● TO DO:
Copy every line of the items from the line with "Task: point out the road" to the line with "point(145, 264)", both included. Offset each coordinate listed under "Points:" by -23, leaving all other numbers unchanged.

(Photo object pointing items)
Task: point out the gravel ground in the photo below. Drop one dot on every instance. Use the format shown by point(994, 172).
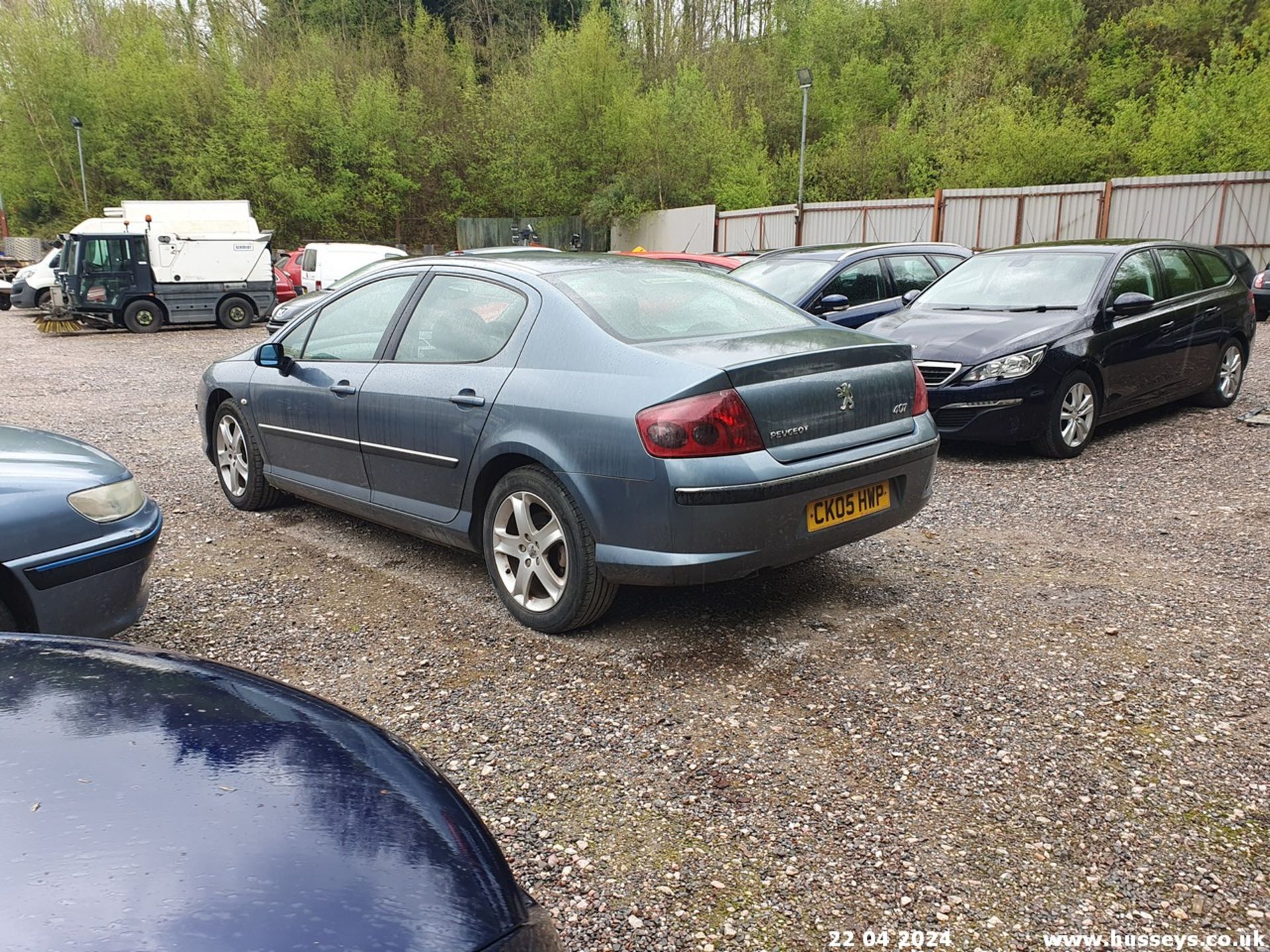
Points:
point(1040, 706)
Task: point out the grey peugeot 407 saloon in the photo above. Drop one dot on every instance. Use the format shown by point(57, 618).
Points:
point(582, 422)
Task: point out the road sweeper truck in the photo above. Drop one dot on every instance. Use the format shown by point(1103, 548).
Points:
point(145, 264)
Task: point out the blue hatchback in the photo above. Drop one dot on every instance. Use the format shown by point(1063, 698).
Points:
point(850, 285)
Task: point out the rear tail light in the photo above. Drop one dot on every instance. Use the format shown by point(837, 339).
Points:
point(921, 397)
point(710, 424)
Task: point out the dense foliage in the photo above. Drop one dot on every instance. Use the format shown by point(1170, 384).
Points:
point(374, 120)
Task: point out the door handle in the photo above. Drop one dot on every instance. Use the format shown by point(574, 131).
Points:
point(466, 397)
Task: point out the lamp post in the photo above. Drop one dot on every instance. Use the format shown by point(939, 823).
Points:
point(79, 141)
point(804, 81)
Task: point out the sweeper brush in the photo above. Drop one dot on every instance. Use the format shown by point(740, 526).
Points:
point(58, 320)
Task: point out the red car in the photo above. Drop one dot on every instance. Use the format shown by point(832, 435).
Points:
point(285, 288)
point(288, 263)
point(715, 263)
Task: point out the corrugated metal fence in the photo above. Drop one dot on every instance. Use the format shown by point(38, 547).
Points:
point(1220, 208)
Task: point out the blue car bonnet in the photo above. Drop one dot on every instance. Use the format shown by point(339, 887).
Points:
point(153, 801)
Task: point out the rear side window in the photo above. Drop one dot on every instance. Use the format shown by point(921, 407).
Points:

● SOLUTION FOR THIS EXERCISE:
Task: point out the road sweeper truck in the photo above. Drop one dot on every instance. Use the format shown by point(1103, 548).
Points:
point(122, 241)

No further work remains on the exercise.